DATA EXTRACT.

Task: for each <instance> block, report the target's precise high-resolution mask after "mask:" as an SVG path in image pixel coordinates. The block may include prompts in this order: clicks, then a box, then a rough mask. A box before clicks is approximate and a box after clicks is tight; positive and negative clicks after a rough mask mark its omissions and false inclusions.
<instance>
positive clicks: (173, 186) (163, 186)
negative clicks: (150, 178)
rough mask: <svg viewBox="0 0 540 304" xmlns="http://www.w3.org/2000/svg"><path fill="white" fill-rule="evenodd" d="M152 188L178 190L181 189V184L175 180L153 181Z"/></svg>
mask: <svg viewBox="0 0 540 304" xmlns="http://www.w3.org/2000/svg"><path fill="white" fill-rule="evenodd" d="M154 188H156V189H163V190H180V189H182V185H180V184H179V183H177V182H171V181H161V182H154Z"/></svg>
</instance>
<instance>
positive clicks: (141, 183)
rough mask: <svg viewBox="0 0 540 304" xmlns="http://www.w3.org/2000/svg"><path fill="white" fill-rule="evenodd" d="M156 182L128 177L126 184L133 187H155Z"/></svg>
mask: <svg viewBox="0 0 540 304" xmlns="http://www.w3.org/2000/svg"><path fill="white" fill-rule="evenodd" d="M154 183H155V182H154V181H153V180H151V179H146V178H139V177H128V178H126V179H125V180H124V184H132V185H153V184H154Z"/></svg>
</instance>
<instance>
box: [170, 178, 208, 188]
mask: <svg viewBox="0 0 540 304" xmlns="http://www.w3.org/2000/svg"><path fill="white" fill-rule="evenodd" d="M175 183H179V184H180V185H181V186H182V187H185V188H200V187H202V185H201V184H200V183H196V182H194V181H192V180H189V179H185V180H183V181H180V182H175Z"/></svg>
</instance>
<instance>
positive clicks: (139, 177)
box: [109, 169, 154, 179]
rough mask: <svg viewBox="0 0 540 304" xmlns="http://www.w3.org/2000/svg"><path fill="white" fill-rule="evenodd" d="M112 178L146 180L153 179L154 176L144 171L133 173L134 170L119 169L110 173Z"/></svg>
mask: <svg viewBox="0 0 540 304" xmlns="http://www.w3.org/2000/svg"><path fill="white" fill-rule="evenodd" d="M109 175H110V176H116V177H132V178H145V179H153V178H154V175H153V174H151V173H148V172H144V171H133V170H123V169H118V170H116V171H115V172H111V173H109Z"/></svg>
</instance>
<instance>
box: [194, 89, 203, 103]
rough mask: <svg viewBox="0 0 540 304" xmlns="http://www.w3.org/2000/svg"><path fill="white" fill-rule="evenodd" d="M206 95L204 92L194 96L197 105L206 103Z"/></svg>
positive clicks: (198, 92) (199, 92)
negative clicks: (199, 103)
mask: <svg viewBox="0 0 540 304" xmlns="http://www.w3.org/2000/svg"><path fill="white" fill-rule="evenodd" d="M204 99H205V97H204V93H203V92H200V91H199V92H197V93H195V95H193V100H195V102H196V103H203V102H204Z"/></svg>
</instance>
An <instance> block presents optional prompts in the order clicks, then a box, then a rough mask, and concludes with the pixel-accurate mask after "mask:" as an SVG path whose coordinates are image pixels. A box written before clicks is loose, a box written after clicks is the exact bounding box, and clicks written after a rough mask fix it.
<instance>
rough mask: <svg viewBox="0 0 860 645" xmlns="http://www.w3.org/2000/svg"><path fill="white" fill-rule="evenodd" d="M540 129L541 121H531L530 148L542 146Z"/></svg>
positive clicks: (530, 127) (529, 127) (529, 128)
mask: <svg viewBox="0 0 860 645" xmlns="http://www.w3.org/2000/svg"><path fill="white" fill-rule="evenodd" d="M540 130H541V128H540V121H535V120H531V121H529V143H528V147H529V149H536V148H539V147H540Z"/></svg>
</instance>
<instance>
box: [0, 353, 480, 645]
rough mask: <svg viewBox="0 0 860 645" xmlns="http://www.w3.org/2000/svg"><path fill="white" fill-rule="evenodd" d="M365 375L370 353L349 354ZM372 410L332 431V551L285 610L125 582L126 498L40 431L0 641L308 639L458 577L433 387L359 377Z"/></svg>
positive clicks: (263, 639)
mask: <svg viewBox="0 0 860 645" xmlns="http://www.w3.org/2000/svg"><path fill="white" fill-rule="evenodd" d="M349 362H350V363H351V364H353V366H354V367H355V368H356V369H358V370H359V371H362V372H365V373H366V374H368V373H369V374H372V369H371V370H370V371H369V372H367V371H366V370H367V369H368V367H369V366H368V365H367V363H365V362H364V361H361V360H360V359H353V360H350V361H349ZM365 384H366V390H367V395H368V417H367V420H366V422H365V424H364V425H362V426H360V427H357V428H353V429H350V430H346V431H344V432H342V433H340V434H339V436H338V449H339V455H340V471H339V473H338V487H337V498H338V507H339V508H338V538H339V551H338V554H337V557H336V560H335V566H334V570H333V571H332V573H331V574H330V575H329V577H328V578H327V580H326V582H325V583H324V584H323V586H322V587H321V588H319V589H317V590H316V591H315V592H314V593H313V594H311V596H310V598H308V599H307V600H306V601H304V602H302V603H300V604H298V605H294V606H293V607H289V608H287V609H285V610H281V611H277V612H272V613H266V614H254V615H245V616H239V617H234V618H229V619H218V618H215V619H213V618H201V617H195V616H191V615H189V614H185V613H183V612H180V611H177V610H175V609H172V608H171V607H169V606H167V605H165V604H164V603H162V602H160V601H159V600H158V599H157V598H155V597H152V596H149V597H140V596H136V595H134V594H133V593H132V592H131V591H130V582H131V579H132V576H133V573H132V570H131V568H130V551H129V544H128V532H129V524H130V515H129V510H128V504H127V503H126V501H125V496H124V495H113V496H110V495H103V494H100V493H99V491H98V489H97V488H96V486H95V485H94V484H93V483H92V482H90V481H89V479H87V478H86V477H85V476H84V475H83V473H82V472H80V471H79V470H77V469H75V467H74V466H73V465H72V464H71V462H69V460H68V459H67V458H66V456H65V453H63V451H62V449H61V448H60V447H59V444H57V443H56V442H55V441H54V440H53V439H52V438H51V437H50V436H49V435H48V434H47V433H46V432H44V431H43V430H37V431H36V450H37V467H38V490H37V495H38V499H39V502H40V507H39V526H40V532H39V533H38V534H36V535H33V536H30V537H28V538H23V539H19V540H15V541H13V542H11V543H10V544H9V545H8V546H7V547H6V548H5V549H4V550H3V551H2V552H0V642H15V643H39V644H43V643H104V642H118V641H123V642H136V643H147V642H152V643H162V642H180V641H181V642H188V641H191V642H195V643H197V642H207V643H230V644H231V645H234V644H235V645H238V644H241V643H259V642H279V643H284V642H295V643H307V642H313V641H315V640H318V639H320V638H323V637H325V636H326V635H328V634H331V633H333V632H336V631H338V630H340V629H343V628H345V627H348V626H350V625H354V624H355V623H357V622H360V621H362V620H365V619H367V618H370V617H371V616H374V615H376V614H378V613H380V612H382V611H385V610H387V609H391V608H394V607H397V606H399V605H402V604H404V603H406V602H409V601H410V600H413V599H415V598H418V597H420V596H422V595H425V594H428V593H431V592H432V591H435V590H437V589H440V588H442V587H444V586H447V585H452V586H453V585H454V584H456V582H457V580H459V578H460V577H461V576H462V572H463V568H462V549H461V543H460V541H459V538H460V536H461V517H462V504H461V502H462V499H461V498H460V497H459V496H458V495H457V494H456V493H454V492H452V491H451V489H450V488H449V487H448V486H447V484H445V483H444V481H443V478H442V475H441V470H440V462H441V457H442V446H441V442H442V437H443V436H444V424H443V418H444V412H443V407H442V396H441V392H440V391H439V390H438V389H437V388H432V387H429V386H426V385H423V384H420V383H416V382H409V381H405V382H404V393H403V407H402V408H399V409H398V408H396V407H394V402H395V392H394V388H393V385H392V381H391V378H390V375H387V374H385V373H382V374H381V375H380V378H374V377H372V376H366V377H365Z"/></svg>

EXERCISE PROMPT. Could you write out, exactly as they stand, only the lines above that begin at the line with "box: [109, 169, 154, 179]" and stop after the line with "129L541 121H531L530 148L542"?

YOUR SOLUTION.
box: [109, 169, 154, 179]
rough mask: <svg viewBox="0 0 540 304" xmlns="http://www.w3.org/2000/svg"><path fill="white" fill-rule="evenodd" d="M112 178L146 180L153 179L154 176L144 171L133 173L134 170L119 169L110 173Z"/></svg>
mask: <svg viewBox="0 0 540 304" xmlns="http://www.w3.org/2000/svg"><path fill="white" fill-rule="evenodd" d="M109 175H110V176H116V177H132V178H145V179H153V178H154V175H153V174H151V173H148V172H144V171H133V170H123V169H118V170H116V171H115V172H111V173H109Z"/></svg>
</instance>
<instance>
box: [194, 89, 203, 103]
rough mask: <svg viewBox="0 0 540 304" xmlns="http://www.w3.org/2000/svg"><path fill="white" fill-rule="evenodd" d="M206 95L204 92L194 96L197 105L206 103Z"/></svg>
positive clicks: (198, 92) (199, 92)
negative clicks: (199, 103)
mask: <svg viewBox="0 0 540 304" xmlns="http://www.w3.org/2000/svg"><path fill="white" fill-rule="evenodd" d="M204 99H205V97H204V93H203V92H200V91H199V92H197V93H195V95H193V100H195V102H196V103H203V102H204Z"/></svg>
</instance>
An <instance> block presents optional prompts in the order clicks, then a box, then a rough mask, and concludes with the pixel-accurate mask after "mask:" as an SVG path whose coordinates are image pixels. A box written before clicks is loose, a box written after clicks is the exact bounding box, and clicks written after a rough mask fix it.
<instance>
rough mask: <svg viewBox="0 0 860 645" xmlns="http://www.w3.org/2000/svg"><path fill="white" fill-rule="evenodd" d="M540 129L541 121H531L530 148L542 146Z"/></svg>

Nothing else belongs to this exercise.